- Your task
Locate every line in the items below that contains the word "noun", matching case exactly, and copy each of those lines.

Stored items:
──────────────────────────────
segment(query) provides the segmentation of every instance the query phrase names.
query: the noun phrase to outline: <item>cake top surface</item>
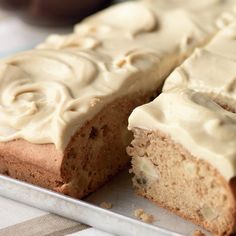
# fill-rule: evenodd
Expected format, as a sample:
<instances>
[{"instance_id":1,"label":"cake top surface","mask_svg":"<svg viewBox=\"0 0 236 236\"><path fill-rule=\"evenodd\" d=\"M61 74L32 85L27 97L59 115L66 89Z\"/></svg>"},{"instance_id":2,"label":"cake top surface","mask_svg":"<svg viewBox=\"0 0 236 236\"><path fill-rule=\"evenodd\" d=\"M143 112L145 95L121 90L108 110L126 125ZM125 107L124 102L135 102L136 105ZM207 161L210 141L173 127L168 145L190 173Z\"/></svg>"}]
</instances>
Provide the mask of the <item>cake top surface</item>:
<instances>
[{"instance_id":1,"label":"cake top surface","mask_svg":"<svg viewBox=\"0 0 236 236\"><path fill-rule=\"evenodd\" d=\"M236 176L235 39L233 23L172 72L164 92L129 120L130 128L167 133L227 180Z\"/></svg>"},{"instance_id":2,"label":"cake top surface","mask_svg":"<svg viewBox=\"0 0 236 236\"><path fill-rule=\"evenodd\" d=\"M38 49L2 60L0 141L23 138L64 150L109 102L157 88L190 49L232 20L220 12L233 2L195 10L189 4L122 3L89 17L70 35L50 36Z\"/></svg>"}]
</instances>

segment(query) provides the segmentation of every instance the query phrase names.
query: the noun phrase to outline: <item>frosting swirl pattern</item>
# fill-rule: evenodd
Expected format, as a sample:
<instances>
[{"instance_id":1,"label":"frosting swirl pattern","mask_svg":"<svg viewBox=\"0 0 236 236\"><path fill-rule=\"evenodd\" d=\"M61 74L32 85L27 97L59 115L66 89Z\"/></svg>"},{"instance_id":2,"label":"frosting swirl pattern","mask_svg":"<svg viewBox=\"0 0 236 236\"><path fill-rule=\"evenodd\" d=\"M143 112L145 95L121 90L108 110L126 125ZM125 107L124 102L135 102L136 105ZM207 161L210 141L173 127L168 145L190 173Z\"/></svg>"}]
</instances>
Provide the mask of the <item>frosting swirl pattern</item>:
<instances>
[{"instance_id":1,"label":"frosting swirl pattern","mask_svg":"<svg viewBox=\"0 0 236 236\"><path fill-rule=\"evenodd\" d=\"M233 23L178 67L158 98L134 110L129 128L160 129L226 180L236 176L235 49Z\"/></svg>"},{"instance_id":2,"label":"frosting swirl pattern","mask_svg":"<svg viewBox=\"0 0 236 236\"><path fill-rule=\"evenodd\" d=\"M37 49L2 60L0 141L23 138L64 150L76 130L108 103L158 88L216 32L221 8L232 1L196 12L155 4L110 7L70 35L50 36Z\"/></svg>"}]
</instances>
──────────────────────────────
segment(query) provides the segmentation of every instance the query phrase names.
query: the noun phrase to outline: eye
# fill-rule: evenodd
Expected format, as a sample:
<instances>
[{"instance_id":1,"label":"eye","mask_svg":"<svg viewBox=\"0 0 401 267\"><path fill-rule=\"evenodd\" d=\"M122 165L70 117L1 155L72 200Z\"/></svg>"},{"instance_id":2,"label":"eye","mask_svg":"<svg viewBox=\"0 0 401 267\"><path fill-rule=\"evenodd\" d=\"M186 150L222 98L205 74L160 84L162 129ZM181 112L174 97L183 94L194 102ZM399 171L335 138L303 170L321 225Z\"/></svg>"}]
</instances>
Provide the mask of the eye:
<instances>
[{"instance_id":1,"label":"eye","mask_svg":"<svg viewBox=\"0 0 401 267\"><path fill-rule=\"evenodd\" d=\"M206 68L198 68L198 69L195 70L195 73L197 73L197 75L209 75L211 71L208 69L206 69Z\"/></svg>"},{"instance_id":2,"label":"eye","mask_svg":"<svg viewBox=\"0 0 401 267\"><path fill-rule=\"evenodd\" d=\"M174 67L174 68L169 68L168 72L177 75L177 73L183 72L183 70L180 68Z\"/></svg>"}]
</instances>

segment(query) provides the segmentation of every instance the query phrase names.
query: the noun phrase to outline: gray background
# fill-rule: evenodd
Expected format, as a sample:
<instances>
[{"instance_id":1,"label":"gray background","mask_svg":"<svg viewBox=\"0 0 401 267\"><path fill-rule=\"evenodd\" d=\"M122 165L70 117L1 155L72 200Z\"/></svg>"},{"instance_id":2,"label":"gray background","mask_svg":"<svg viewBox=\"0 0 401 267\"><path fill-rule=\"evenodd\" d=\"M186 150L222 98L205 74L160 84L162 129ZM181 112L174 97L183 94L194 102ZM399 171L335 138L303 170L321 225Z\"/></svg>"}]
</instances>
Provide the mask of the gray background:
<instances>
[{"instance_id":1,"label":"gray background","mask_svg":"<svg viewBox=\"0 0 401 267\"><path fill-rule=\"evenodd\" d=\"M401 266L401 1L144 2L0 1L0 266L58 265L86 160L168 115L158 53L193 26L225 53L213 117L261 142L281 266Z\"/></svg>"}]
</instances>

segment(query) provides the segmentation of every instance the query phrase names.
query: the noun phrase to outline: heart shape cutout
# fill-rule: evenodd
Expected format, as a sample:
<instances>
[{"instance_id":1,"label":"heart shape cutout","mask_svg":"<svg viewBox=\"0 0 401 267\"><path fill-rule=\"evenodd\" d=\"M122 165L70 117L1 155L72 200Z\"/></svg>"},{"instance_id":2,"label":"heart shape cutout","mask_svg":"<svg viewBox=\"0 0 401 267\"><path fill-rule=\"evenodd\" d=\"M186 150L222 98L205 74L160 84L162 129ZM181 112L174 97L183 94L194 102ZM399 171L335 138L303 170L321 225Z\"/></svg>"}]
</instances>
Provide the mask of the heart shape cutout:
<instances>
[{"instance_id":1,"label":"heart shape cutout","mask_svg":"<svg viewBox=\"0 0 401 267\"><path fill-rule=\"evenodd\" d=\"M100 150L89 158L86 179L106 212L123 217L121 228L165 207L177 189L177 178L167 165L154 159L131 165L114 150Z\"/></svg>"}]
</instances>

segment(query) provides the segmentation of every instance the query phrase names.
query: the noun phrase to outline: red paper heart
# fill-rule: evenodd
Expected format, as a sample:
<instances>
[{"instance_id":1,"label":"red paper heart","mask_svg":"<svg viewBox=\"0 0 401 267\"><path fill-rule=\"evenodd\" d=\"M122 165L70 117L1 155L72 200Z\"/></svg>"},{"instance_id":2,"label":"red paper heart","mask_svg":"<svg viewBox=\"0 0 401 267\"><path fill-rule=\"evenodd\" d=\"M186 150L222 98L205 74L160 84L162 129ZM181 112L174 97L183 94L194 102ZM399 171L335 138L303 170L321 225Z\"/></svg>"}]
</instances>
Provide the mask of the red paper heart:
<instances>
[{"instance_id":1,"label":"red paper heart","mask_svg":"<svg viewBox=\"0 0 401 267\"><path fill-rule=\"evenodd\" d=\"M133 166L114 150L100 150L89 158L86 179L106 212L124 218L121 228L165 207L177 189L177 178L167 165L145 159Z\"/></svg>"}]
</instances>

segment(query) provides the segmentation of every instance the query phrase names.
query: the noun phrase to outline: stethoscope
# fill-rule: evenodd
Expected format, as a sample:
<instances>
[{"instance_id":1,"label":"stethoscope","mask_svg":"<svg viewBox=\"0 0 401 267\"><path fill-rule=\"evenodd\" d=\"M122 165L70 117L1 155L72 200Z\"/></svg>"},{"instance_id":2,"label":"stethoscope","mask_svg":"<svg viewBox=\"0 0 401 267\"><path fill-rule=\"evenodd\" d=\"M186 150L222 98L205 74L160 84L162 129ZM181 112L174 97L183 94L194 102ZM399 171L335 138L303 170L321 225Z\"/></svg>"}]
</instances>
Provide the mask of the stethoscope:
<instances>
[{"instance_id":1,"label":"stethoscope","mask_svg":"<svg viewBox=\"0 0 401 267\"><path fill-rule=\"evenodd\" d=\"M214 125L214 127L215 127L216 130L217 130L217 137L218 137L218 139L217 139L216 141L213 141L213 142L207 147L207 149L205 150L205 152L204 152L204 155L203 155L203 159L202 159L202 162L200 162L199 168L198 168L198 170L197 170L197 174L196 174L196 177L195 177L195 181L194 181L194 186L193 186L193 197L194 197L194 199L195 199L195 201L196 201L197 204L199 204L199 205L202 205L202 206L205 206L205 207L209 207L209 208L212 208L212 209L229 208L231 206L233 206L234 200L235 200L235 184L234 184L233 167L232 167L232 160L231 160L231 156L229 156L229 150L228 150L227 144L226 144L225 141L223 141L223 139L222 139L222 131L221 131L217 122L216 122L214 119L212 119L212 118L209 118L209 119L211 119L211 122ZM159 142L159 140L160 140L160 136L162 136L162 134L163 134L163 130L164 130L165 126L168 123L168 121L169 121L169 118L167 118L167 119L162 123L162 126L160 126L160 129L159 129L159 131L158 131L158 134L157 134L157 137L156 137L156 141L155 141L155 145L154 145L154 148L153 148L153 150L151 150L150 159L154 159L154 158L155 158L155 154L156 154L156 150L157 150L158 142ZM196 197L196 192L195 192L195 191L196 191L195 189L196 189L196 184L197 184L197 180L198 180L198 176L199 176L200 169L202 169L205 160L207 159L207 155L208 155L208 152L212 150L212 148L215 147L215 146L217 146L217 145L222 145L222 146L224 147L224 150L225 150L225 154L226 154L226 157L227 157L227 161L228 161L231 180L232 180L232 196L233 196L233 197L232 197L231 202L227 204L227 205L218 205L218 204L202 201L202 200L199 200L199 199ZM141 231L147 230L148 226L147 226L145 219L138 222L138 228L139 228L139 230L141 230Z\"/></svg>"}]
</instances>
──────────────────────────────
- Response
query: the noun phrase to outline: <item>cake top surface</item>
query: the noun phrase to outline: <item>frosting swirl pattern</item>
query: the noun phrase to outline: eye
query: the noun phrase to outline: gray background
query: the noun phrase to outline: heart shape cutout
query: the noun phrase to outline: red paper heart
query: the noun phrase to outline: stethoscope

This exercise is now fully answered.